TASK PROMPT
Copy the stretch of the thesis abstract from "Since 2007 there" through "within the profession.", swapping "Sweden" for "Norway".

2024 (Swedish)Independent thesis Advanced level (degree of Master (One Year)), 15 credits / 22,5 HE creditsStudent thesis
Abstract [en]

Since 2007 there is a vision zero regarding suicide in Sweden, but the suicide numbers do not decrease. Doctors are increasingly imposed to ask questions about suicide, even though the evidence that suicide risk assessment predicts suicide in a clinically meaningful way is weak. Patients often lie to doctors, which is rarely theoretically analyzed within the profession.

This examination of practical knowledge, called The Language Game of Cunning - ascientific essay about lies and gut feeling in suicide risk assessment, starts with a description of a clinical situation in which a patient who is not in need of inpatient care presumably lies to a doctor about having suicide plans, with an assumed intention to remain in the hospital.

RECORD EXTRACTS

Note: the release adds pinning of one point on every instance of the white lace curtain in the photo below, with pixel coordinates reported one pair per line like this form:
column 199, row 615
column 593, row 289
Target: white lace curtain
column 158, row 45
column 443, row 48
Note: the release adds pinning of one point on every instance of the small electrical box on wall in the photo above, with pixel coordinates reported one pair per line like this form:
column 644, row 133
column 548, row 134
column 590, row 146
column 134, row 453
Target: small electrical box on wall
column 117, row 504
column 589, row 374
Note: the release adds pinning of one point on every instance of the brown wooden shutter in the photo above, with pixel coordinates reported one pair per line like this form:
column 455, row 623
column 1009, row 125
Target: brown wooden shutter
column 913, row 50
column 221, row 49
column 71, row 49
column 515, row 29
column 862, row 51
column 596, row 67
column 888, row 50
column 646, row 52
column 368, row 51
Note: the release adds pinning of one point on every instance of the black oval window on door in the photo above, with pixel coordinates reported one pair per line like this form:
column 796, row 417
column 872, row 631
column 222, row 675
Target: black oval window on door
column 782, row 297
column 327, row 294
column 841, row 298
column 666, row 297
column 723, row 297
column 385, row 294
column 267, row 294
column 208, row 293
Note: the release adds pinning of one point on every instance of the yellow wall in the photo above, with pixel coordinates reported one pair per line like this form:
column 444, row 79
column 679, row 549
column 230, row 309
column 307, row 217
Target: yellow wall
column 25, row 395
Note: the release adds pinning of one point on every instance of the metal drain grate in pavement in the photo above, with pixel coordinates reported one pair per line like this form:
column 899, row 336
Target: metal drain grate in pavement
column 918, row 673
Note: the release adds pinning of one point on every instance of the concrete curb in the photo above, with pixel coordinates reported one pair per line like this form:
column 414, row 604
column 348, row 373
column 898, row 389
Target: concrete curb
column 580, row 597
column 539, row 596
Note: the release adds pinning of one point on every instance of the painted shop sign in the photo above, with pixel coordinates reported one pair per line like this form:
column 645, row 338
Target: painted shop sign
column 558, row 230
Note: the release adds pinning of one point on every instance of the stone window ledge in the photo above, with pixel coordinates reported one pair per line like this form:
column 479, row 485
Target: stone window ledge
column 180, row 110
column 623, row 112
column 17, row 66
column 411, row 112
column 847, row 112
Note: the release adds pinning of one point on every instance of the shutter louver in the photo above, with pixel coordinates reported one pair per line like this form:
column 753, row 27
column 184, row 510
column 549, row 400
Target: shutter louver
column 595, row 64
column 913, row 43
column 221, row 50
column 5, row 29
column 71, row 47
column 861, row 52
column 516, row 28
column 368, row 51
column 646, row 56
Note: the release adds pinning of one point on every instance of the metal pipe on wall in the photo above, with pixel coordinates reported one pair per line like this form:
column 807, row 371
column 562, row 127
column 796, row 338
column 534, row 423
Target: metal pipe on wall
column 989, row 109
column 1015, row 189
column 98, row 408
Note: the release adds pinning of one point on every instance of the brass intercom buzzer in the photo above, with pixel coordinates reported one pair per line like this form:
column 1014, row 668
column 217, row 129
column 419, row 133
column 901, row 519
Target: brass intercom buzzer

OUTPUT
Since 2007 there is a vision zero regarding suicide in Norway, but the suicide numbers do not decrease. Doctors are increasingly imposed to ask questions about suicide, even though the evidence that suicide risk assessment predicts suicide in a clinically meaningful way is weak. Patients often lie to doctors, which is rarely theoretically analyzed within the profession.